WHAT YOU WILL DO: Return, word for word, the part of the listing that opens with the line containing "tag the modern" and closes with the line containing "Query: modern white apartment building", both lines included. Leave the pictures out of your answer.

DATA SHOWN:

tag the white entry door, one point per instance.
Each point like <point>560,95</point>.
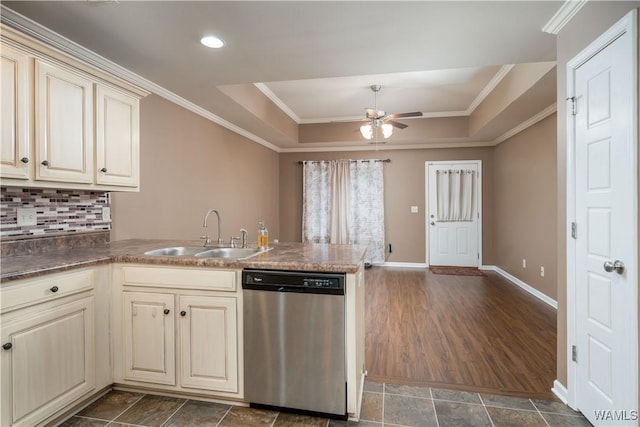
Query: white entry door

---

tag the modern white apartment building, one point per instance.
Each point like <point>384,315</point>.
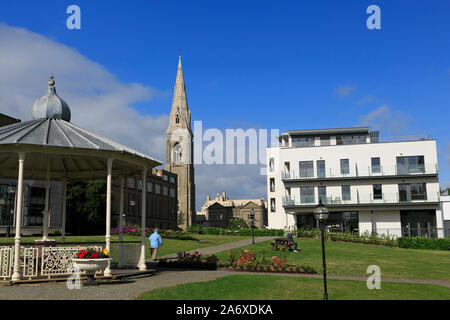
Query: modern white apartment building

==

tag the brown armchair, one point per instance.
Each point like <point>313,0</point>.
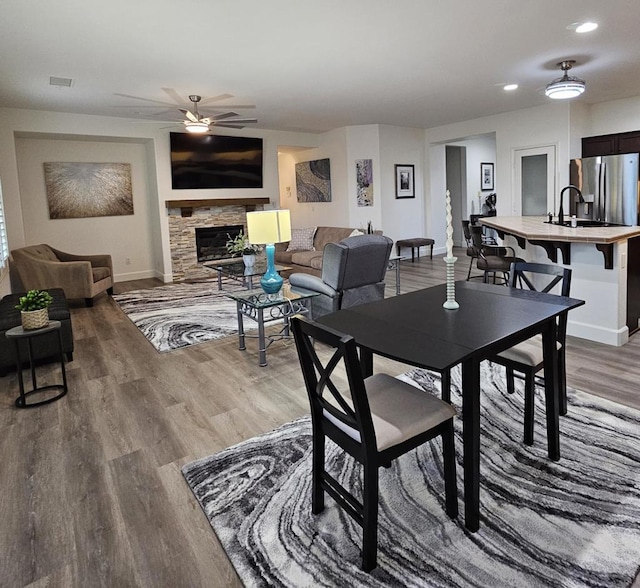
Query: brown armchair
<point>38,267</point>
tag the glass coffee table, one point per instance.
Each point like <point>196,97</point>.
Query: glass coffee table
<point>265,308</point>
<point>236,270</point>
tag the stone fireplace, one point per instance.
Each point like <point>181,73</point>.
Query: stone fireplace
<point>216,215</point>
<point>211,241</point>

OUTPUT BELOW:
tag the modern white apartment building, one point per instance.
Each point like <point>384,315</point>.
Query: modern white apartment building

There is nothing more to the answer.